*TASK REQUIREMENTS*. Give back only the lines in the records below from the one with "TARGET: wooden side table" to the one with "TASK: place one marker for each instance of the wood finished", both inclusive, word for word.
[[ DATA FOR PROCESSING, beginning ]]
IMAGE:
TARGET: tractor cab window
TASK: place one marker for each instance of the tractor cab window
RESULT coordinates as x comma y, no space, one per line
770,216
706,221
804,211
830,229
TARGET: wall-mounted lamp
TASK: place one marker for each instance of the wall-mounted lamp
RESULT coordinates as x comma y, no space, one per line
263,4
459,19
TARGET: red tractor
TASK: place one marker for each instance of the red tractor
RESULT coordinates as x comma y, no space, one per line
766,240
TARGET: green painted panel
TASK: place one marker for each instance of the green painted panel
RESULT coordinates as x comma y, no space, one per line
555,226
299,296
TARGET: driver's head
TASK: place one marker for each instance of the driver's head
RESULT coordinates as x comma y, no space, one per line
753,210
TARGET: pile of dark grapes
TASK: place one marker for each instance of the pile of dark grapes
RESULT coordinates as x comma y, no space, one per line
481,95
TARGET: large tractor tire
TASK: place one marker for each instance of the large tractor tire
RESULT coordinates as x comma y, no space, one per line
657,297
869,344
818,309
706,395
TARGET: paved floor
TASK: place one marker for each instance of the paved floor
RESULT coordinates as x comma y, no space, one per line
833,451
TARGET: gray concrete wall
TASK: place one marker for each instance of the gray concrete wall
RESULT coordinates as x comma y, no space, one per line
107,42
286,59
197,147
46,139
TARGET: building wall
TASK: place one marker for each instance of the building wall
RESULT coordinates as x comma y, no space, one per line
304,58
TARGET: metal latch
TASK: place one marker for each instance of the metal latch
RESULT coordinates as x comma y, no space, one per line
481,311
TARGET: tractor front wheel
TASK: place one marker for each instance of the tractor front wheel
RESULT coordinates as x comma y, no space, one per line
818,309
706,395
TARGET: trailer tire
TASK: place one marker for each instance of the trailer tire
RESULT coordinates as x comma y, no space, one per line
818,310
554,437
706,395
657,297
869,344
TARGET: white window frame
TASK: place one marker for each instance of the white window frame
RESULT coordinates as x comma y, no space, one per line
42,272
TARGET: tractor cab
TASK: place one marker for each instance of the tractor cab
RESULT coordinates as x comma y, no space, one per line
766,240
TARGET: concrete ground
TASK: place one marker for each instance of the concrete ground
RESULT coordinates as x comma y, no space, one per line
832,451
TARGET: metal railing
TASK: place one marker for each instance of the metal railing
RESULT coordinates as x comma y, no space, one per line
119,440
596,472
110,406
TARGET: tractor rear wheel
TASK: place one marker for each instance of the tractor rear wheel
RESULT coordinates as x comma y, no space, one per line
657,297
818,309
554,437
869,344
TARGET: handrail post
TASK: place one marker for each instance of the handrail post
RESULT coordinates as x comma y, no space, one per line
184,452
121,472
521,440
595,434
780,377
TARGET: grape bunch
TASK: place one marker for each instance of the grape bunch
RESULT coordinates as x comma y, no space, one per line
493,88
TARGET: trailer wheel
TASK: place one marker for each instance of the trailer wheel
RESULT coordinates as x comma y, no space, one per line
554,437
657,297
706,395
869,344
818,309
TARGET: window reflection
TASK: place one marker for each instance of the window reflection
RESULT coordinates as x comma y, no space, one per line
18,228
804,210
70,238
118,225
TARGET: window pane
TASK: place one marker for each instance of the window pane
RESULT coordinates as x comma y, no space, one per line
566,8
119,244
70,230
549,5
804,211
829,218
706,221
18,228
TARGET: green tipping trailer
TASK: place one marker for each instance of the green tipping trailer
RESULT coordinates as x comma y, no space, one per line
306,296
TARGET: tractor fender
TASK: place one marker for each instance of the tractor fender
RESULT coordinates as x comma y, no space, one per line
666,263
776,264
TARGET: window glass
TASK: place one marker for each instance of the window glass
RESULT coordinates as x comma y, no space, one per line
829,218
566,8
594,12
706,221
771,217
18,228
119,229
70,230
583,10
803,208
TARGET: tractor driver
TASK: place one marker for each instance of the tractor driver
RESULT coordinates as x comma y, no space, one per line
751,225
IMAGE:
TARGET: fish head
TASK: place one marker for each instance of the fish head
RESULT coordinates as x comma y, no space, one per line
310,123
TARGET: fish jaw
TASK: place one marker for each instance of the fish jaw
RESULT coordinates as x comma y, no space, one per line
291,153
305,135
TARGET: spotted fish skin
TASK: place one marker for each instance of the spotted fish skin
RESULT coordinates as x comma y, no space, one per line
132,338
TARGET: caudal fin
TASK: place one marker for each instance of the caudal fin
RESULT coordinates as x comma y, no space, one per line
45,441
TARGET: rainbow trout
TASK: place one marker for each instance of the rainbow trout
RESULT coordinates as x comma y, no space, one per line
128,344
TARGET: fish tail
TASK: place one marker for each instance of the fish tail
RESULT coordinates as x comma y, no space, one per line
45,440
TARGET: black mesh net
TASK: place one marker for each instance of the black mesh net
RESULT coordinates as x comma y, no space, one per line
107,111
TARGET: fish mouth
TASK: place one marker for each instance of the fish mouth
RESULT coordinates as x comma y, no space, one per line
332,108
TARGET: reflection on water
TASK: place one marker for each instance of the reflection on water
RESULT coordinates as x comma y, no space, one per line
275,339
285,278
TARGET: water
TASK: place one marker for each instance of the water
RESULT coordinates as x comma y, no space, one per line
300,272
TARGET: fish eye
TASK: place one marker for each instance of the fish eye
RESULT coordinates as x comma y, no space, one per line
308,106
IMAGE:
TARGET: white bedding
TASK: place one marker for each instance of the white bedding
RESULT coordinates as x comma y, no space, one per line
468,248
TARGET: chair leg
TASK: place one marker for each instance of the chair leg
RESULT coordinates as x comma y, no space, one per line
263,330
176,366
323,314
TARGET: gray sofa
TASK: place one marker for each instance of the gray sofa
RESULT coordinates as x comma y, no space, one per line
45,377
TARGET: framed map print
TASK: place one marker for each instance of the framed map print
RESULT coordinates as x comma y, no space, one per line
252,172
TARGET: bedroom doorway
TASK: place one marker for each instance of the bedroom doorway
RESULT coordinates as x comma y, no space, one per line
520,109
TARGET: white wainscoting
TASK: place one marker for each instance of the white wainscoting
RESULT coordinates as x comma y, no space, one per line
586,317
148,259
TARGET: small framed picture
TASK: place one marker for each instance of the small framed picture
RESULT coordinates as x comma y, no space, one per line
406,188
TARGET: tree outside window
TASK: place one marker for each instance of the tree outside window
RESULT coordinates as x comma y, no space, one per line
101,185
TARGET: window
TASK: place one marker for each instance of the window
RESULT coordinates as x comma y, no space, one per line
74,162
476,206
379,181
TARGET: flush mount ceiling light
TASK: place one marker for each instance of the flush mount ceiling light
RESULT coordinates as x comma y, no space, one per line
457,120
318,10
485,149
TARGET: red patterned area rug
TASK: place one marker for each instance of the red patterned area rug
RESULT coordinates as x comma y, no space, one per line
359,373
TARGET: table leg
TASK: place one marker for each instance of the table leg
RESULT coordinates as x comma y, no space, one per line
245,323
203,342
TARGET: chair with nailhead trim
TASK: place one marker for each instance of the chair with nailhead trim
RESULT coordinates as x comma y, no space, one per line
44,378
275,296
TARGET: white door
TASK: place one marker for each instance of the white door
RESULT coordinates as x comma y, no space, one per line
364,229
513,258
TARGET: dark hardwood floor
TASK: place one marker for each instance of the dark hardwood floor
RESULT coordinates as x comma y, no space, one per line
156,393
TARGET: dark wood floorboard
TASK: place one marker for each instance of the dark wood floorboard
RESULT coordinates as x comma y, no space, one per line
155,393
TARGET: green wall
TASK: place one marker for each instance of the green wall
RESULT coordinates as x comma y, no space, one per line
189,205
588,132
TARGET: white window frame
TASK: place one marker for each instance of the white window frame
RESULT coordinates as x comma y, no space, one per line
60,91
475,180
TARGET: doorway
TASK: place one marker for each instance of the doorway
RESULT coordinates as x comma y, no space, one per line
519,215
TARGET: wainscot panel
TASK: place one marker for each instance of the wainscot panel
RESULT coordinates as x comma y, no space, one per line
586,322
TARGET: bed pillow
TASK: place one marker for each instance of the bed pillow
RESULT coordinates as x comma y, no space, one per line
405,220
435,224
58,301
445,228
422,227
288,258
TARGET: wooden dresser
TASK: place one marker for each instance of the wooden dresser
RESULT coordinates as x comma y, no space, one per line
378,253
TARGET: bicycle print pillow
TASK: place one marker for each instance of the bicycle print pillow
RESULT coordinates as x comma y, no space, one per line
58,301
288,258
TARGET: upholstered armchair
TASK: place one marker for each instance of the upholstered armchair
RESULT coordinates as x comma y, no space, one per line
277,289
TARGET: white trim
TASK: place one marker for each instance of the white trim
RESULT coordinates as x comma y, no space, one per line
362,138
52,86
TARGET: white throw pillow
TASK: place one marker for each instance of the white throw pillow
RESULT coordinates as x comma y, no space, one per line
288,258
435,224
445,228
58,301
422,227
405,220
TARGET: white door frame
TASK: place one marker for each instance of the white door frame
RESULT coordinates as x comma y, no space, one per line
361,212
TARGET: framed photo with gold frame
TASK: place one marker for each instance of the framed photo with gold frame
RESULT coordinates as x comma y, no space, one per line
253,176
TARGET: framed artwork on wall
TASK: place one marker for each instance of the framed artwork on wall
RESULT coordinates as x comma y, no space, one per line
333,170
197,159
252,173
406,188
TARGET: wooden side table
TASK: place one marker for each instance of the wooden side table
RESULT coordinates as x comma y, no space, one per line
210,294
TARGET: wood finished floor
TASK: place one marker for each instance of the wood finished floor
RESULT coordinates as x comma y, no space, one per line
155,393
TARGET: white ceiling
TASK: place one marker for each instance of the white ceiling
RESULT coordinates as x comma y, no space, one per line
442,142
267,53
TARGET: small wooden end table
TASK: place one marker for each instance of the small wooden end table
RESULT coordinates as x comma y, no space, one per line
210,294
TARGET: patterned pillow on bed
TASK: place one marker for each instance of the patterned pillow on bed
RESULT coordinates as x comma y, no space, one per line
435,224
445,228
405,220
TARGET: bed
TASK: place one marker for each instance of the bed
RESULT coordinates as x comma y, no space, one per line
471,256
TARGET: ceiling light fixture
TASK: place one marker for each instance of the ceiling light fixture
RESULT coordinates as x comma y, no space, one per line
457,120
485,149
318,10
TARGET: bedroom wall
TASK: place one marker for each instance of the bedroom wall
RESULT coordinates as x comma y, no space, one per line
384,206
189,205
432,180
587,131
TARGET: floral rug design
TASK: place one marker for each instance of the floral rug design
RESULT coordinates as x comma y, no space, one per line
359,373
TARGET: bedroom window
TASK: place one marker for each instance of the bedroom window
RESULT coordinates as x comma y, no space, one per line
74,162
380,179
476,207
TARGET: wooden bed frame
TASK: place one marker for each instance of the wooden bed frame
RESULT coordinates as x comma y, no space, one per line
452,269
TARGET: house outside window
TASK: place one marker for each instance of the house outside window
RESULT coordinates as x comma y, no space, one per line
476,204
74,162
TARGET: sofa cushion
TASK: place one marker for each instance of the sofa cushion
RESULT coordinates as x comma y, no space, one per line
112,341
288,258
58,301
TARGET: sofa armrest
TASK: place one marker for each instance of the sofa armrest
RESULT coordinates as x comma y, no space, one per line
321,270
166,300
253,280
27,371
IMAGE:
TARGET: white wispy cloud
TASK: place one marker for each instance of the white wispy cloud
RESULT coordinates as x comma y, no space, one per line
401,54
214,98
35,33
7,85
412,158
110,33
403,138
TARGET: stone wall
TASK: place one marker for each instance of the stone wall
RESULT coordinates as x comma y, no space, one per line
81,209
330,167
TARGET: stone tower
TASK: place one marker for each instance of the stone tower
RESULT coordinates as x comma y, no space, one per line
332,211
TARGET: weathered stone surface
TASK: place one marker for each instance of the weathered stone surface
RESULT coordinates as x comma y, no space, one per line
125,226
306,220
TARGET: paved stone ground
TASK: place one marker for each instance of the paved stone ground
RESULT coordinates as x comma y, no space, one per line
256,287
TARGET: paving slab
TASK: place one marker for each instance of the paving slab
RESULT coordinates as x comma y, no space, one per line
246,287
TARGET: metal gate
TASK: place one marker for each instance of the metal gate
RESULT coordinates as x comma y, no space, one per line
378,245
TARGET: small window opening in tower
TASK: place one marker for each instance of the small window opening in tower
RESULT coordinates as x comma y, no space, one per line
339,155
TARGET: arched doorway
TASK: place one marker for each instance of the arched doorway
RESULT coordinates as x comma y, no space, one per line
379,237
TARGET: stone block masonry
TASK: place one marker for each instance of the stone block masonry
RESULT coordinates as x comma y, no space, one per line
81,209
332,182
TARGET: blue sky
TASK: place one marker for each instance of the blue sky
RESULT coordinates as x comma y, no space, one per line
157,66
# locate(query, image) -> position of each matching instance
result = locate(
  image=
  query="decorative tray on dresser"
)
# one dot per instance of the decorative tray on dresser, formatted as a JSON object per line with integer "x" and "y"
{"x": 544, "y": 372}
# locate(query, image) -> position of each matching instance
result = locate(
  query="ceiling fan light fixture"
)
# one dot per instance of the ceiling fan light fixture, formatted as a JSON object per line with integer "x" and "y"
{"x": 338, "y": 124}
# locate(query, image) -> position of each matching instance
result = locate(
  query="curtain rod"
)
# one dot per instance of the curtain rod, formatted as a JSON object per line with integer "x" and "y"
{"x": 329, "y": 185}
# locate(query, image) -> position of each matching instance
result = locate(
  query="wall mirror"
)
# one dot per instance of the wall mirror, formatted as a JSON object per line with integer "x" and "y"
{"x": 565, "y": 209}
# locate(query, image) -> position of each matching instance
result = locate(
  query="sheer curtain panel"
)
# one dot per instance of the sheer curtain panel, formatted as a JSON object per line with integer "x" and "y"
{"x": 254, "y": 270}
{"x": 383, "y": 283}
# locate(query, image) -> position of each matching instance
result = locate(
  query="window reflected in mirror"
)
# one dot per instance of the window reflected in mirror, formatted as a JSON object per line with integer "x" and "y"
[[ DATA FOR PROCESSING, end ]]
*RESULT*.
TARGET: wooden side table
TASK: place one marker for each instance of the wooden side table
RESULT coordinates as x comma y, no space, one per line
210,294
TARGET: wood finished floor
TASK: place one marker for each instance of the wood finished floor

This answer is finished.